**Stated exercise:**
Copy the lines of the entries from the line with "Target: sunflower flower head" to the line with "MULTIPOLYGON (((48 0, 30", changing "well-known text" to "WKT" and leaving everything else the same.

**Provided records:**
####

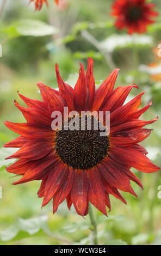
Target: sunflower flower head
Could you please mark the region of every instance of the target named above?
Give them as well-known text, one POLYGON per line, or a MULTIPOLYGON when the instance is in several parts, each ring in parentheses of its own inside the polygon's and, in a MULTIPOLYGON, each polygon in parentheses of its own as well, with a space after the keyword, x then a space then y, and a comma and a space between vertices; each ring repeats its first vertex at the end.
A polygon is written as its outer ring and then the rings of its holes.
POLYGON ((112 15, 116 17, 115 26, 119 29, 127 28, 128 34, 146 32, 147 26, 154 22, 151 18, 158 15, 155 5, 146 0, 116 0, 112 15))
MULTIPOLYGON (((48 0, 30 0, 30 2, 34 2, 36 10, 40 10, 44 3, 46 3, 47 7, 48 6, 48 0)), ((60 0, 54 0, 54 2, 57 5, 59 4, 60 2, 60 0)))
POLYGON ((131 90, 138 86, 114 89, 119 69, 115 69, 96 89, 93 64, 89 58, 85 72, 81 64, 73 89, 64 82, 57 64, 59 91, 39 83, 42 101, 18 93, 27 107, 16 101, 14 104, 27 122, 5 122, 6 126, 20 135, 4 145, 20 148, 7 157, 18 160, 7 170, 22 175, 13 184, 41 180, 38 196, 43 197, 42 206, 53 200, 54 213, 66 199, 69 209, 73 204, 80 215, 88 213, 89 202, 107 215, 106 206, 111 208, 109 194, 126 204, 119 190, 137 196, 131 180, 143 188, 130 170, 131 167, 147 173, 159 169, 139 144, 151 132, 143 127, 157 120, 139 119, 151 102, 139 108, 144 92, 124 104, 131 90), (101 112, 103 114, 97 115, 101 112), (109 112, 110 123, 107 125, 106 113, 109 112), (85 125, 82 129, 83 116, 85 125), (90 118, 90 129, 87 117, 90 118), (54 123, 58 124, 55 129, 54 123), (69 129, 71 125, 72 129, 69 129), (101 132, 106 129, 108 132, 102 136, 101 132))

####

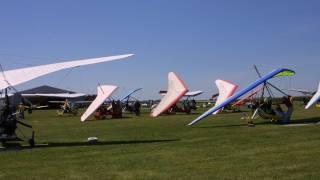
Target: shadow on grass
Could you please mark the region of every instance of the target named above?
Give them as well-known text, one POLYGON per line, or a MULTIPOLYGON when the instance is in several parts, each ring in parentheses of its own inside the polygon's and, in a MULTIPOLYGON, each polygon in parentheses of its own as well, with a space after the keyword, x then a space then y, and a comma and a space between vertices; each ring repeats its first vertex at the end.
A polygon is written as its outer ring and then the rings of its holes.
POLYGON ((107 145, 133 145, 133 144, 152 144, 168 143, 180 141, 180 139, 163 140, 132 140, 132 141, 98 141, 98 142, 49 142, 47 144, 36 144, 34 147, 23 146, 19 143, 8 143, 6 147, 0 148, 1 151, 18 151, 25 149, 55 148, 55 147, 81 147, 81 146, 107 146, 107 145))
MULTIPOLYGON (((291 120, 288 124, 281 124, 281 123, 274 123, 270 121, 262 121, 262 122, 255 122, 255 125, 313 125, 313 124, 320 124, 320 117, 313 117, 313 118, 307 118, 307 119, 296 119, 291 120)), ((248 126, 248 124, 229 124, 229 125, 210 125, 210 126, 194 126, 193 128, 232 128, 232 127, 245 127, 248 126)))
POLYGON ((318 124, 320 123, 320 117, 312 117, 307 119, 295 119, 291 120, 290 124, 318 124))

####

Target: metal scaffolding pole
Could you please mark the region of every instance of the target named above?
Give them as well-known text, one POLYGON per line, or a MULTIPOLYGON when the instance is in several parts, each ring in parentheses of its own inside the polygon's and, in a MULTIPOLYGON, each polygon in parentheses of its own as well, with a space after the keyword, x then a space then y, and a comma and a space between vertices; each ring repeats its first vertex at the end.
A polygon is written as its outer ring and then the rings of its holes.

####

**Final result:**
Target: sunflower flower head
Could you please mark the region of every instance of the target named above?
Give them as WKT, one POLYGON per line, or a MULTIPOLYGON when the instance is in several parts, each ring in parentheses of its own inside the polygon's and, in a MULTIPOLYGON, each polygon in parentheses of its own as well, with a space after the keyword, x then a space then y, and a comma and a space between vertices; each ring repeats its first vertex at the end.
A polygon is written as its outer ring and then the rings of its holes.
POLYGON ((112 15, 116 17, 115 26, 119 29, 127 28, 128 34, 146 32, 147 26, 154 22, 151 18, 158 15, 155 5, 146 0, 116 0, 112 15))
MULTIPOLYGON (((48 0, 30 0, 30 2, 34 2, 36 10, 40 10, 44 3, 46 3, 47 7, 48 6, 48 0)), ((60 0, 54 0, 54 2, 57 5, 59 4, 60 2, 60 0)))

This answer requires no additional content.